- EXERCISES -
1/ In the post on Sarah Palin and the Arizona shooting, do these statements agree with the text? (a) The writer says the problem is limited to Palin. (b) The writer names Rush Limbaugh among the commentators. (c) The writer calls the focus on Palin entirely unfair. Answer yes or no for each, quoting the deciding words.
2/ Rewrite a passage of the post on Sarah Palin and the Arizona shooting, changing "rhetoric" to "language". Begin at the words "People have seized" and stop after "violent eliminationist rhetoric.".
3/ Which people does the post on Sarah Palin and the Arizona shooting name?

- TEXT SECTION -
[Start]
A friend asked me what I thought about Sarah Palin’s responsibility with regard to the Arizona shooting. Here’s what I wrote back.
People have seized upon Palin as a very visible example of unacceptably over-heated rhetoric. This is not entirely unfair — Palin has done much to poison the dialogue, and there are many examples that people have unearthed. But the problem is much bigger than Palin. Advocacy of violence has been SOP for the GOP for a long time now, and there are many who have done it much more consistently than Palin. I’m thinking of Anne Coulter, Rush Limbaugh, and Michael Savage — at times, the most popular commentators on the Right. Check this link for many more examples of violent eliminationist rhetoric.
[End]
- INFORMATION PROVIDED -
[Start]
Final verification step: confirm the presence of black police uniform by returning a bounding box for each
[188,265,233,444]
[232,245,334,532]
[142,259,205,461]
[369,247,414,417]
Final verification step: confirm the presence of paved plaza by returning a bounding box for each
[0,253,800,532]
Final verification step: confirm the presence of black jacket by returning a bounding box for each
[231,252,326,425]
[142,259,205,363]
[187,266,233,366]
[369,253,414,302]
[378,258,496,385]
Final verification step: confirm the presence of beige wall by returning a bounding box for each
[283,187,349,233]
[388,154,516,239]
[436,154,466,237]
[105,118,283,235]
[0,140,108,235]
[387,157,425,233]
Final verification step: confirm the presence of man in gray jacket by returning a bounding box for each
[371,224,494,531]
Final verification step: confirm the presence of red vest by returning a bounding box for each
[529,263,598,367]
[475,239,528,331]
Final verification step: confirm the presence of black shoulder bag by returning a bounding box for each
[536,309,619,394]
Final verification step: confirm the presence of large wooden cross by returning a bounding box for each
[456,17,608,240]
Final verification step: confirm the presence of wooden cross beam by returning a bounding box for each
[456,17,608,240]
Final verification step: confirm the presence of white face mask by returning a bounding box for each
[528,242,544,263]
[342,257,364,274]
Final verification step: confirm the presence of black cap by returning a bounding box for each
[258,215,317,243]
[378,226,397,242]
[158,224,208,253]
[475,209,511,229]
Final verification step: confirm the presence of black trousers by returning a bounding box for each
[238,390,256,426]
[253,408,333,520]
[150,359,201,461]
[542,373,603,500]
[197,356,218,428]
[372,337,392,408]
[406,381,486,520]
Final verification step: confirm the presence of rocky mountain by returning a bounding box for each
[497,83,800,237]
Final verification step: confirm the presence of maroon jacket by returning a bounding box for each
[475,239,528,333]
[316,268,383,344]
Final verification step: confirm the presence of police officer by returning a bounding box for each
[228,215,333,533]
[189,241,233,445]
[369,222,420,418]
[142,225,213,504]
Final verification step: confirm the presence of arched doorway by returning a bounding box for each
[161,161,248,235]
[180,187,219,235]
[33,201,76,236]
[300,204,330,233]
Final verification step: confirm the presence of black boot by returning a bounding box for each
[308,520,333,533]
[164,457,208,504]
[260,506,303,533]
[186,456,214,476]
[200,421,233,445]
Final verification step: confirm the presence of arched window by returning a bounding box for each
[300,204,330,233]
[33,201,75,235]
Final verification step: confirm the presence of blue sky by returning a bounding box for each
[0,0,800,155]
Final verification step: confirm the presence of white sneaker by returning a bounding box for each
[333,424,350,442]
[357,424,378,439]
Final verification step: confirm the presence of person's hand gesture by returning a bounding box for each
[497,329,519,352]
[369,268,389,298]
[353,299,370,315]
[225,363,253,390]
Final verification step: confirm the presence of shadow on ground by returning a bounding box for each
[End]
- FINAL ANSWERS -
1/
(a) No: "But the problem is much bigger than Palin."
(b) Yes: "I’m thinking of Anne Coulter, Rush Limbaugh, and Michael Savage"
(c) No: "This is not entirely unfair"

2/
People have seized upon Palin as a very visible example of unacceptably over-heated language. This is not entirely unfair — Palin has done much to poison the dialogue, and there are many examples that people have unearthed. But the problem is much bigger than Palin. Advocacy of violence has been SOP for the GOP for a long time now, and there are many who have done it much more consistently than Palin. I’m thinking of Anne Coulter, Rush Limbaugh, and Michael Savage — at times, the most popular commentators on the Right. Check this link for many more examples of violent eliminationist language.

3/ Sarah Palin, Anne Coulter, Rush Limbaugh, Michael Savage